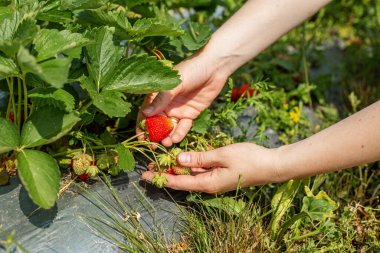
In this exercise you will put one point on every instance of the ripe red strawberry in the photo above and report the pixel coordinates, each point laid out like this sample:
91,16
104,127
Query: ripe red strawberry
170,171
84,177
158,127
179,170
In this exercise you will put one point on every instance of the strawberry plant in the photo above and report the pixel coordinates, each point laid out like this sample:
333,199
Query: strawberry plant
71,72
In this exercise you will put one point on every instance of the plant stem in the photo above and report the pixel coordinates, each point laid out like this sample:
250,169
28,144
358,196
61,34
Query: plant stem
305,67
19,102
85,107
25,97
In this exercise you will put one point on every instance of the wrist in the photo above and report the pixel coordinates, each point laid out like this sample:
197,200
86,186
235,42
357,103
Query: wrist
281,174
218,61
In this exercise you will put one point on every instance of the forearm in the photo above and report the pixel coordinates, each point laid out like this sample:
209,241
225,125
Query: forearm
351,142
253,28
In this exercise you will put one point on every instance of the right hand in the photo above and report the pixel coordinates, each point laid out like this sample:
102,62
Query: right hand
201,83
224,169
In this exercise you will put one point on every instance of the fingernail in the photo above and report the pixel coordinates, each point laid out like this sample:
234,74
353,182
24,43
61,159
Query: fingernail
184,158
149,109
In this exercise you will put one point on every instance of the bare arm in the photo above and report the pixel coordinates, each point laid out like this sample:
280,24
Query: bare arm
249,31
254,27
353,141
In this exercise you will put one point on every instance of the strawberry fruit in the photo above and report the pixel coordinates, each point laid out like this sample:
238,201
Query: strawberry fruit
244,91
179,170
158,127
_ _ _ _ _ _ _
■ Problem to work on
Rewrite all the entries above with each "Query" replaced by "Target" and everything else unchanged. Leave the pictures out.

■ Complete answer
In this exercise you will put one point on every instance of the ripe red strawberry in the photo above and report the pixel coordinates, each point laid out like this sample:
91,16
104,127
Target: ripe red strawberry
170,171
84,177
158,127
179,170
In this exercise you will put one point on every instance of the strawberry plant in the photo above and report the pixel coordinates, each point laid out like this sample:
333,199
Target: strawberry plant
71,72
In this exercise you will put one point on every instance of the plant stem in the photo above and report the pixel coordinates, each point laid out like this sample:
250,169
28,144
358,196
61,34
Target: plant stem
305,67
19,102
85,107
25,97
In this exercise you will put one point on every instance of the wrist in the photo above and report the pixel coordinates, each point laid out like this sample:
197,200
86,186
235,42
357,103
Target: wrist
281,174
218,61
In this exercise you will put one point on every instance of the forearm in the photo above and report the pixel coordinates, each point laid out like this sample:
209,241
225,125
Target: forearm
351,142
253,28
In this exercise you will put one point on every instance of the right hand in the photo above and report the pixel coordinates, each point laid out like this sample:
102,62
Target: right hand
201,83
224,169
In this exercise you will put one point on every instance of the fingernail in the photo above and report the pixel coordinates, each point laid out like this sample:
234,74
353,182
24,43
61,159
Target: fingernail
184,158
149,109
In this exercise you will put one point on every instance of the bare arm in the photo above and report the pixel coordinates, each point laid out like this sample:
280,24
Target: bare arm
249,31
254,27
353,141
In this exercise you will put one point on every instance of the strawberry fruit in the photo above and report the pixel coordinates, each point laid out like this sample:
238,201
Target: strawberry fruit
244,91
179,170
158,127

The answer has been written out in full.